Pull out each line in the data below that contains the word "ceiling".

*DATASET EXTRACT:*
++++++
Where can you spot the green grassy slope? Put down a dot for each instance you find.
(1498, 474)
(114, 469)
++++++
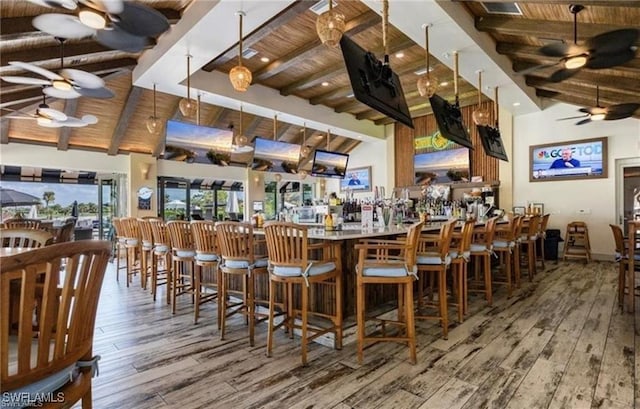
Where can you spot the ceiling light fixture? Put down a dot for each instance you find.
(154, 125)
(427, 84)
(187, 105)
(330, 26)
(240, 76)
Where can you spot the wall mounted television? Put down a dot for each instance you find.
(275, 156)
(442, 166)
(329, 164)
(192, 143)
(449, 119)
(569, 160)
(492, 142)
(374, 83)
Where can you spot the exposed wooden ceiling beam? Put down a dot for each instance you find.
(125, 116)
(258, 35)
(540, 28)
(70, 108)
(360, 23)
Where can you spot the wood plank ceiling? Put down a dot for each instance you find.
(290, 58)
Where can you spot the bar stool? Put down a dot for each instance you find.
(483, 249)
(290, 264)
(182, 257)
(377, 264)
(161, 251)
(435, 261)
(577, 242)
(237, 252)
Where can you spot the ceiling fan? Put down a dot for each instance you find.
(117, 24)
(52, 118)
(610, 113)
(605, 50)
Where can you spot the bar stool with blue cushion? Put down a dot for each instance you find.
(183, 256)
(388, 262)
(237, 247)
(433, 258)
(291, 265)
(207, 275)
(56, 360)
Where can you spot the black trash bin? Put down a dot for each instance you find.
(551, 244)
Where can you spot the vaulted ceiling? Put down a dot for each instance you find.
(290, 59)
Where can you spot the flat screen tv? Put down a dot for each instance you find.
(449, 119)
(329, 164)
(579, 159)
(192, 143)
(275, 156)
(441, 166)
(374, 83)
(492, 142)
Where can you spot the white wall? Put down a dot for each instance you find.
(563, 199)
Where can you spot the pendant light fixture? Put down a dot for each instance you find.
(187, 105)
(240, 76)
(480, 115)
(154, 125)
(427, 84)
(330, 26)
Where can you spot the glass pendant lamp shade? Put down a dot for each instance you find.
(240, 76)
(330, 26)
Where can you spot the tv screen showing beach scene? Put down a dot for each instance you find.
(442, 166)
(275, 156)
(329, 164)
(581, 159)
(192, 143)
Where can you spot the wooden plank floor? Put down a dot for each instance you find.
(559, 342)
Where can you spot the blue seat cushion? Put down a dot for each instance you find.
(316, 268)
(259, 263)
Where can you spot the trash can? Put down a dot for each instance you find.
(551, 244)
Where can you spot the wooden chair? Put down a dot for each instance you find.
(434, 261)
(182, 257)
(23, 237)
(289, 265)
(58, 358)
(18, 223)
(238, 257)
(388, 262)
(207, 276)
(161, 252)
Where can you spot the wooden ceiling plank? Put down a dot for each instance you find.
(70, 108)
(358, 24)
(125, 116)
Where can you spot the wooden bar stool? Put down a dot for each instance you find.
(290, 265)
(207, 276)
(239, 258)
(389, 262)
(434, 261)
++++++
*CORRECT OUTPUT:*
Where can you spot the ceiling light fixture? Put down a dot for each instance you find.
Where can you spot the exposed wooden ceiling beam? Put down a dot for each instance you find.
Where can you spot the wood plank ceiling? Put down a dot for each instance you find.
Where can you spot the ceiling fan? Put down a dot for each instance you find.
Where can you spot the vaulted ceiling? Put down a dot for each instance you find.
Where can you spot the wooden ceiling plank? Put down a dot for each instance you find.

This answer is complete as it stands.